+++ PROVIDED RECORDS
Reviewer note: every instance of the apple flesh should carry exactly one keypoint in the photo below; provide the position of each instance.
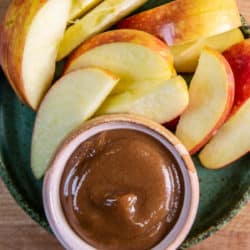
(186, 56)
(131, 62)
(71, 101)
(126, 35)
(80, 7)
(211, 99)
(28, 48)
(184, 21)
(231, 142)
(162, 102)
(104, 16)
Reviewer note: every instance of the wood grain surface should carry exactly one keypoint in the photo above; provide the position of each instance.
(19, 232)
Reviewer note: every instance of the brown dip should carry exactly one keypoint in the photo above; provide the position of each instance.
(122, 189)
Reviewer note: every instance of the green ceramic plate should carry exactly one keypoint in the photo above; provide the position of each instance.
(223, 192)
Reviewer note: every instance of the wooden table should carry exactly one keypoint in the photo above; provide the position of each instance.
++++++
§ GOAL
Copy the entire listing above word for word, without the picture.

§ EXERCISE RESULT
Reviewer note: every instance of the apple flesh should carry exactly one keypoint in the photo below; provide the position of each instance.
(186, 56)
(131, 62)
(71, 101)
(126, 35)
(80, 7)
(211, 99)
(28, 48)
(184, 21)
(231, 142)
(162, 102)
(104, 16)
Reviewer note: every instance of the wood grain surface should carry exactly one keypoint in the photo above; provide the position of each instance.
(19, 232)
Reviewer note: every instance of the brown dip should carry exactly one keypoint in the photo above; provide the position of each instance.
(122, 189)
Reviewer note: every instance of the green ceramic plate should carry exactly one keypoint in the photo above; provide the position of each instance.
(223, 192)
Reviewer note: every instance of the wooden table should carry exactly one keypoint in the photo above; provide the position of each instance.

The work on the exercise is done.